The lines wanted are those from the one containing "shrub, one point per instance." to the last line of the entries below; output them exactly, leaving out pictures.

==== Supplied data

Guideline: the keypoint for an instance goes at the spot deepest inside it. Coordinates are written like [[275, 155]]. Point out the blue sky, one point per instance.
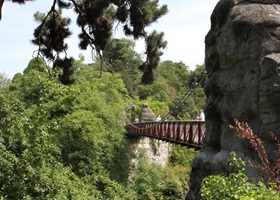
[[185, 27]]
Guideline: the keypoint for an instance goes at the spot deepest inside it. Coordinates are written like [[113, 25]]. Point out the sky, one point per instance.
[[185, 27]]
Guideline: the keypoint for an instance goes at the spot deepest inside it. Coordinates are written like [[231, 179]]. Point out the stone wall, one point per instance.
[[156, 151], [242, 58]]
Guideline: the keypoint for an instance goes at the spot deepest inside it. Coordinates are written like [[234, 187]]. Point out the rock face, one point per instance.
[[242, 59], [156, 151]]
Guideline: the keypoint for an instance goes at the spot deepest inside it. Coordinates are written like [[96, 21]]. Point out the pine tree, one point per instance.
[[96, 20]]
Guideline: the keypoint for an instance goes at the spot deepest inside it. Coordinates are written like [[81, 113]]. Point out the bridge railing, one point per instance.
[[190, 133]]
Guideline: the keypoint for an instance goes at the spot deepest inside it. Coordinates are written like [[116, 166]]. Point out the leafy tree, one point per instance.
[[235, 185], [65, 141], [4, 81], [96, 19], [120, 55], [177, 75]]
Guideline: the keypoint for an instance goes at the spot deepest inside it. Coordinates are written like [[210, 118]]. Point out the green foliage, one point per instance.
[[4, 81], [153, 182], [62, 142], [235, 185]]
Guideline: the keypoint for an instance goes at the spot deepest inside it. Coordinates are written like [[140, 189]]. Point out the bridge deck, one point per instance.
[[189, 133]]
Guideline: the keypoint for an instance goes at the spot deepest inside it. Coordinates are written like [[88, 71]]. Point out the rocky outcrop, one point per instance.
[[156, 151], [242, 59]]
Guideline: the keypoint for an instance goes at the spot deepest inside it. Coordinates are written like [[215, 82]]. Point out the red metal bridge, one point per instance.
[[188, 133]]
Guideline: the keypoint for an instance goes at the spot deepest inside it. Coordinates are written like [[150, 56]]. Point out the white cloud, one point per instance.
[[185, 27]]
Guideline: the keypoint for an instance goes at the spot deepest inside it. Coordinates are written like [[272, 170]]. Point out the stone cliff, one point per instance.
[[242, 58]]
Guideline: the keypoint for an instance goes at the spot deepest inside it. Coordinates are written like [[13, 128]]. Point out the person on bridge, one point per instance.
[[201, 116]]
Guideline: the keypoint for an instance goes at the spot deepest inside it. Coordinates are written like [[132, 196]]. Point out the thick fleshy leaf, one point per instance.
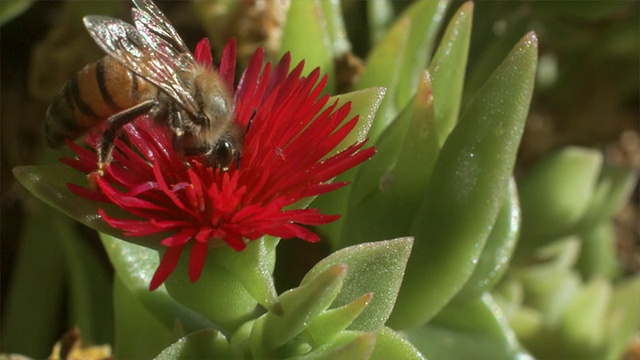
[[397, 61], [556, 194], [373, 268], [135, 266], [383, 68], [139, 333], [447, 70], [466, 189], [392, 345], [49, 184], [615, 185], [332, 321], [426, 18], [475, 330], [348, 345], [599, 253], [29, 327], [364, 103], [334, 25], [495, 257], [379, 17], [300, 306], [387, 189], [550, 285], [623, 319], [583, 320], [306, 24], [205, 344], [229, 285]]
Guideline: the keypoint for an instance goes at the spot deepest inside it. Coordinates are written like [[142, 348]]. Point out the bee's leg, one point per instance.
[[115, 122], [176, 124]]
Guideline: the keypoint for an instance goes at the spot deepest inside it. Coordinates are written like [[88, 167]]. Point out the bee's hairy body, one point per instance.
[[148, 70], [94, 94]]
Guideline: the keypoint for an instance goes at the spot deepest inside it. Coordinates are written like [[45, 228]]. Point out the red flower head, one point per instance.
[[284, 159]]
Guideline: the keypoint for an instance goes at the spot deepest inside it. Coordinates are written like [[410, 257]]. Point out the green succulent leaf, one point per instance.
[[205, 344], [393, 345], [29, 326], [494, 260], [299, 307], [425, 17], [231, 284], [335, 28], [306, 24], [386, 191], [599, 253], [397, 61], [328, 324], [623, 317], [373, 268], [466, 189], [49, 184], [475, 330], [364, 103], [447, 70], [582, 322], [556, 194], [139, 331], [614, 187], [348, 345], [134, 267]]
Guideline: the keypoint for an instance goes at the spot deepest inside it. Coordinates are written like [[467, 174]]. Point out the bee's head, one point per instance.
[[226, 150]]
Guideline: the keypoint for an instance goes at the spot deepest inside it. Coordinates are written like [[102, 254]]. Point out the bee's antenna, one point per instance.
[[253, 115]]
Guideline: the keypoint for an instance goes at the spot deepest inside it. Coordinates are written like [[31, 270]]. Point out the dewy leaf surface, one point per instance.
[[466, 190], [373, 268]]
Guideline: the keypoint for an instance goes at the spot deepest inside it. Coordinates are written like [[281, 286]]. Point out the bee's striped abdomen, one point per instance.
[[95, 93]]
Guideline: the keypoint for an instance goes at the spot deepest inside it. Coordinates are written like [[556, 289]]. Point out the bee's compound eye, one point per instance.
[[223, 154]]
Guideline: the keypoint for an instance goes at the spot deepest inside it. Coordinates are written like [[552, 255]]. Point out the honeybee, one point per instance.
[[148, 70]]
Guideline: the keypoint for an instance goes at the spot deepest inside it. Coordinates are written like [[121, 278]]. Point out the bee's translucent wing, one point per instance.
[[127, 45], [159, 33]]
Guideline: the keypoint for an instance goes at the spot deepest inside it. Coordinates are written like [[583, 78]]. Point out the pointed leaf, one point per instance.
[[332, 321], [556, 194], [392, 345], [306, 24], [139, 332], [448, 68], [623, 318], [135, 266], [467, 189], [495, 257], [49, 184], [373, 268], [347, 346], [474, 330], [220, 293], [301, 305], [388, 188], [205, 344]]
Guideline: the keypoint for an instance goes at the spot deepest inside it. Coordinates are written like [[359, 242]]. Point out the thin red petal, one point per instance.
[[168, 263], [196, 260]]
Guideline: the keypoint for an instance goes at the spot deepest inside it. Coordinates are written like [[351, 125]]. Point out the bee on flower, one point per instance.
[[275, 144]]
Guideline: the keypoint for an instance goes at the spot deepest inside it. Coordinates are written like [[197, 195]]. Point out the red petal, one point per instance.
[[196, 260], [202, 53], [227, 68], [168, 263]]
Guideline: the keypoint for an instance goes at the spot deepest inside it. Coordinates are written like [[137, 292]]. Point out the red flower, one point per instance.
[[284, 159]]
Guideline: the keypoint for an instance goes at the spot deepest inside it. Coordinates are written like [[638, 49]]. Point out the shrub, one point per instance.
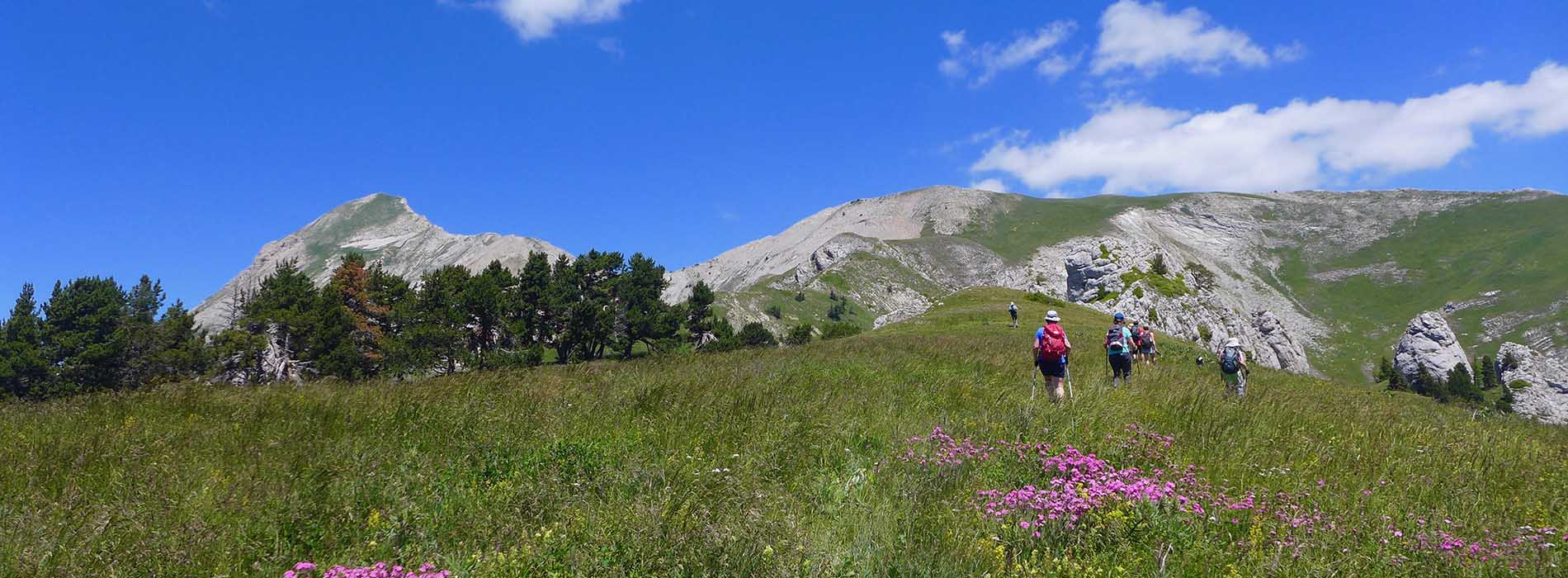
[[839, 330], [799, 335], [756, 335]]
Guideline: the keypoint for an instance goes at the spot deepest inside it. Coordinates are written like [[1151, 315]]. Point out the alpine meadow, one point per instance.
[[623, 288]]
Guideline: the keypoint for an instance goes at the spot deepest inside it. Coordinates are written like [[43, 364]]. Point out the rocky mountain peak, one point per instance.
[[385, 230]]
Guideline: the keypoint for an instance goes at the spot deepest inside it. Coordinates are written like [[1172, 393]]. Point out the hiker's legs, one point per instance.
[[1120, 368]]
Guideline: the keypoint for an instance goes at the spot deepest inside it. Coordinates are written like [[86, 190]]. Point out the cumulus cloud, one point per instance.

========

◆ Reply to the exercise
Guideline: the keypoint for an instance goes at the spot deepest inside it. Coordinates are written like [[638, 49]]. Point out the shrub, one point per instance.
[[839, 330], [799, 335], [756, 335]]
Guideline: the keypoint for an instance goes at the spot deepest inside it. Coordinates are written like [[1151, 315]]. Point out the alpine meadow, one point per instance.
[[623, 288]]
Guideline: the keypoint for an instance goes at the spot deepest inside it. Coordinates are written like [[43, 364]]. Point out the rocky mountain peak, one point per instance.
[[385, 230]]
Guideline: the keypoint for an instance goes at the spot deepest inside it. Coordinates are written like [[1172, 393]]. Point out the hiker's legs, one point per instance.
[[1120, 368]]
Guideline: the keypoint for an instance goes at the spot deepest inside it. Coordinates are written like [[86, 190]]. Point out the cumulus cloud, one point per instance.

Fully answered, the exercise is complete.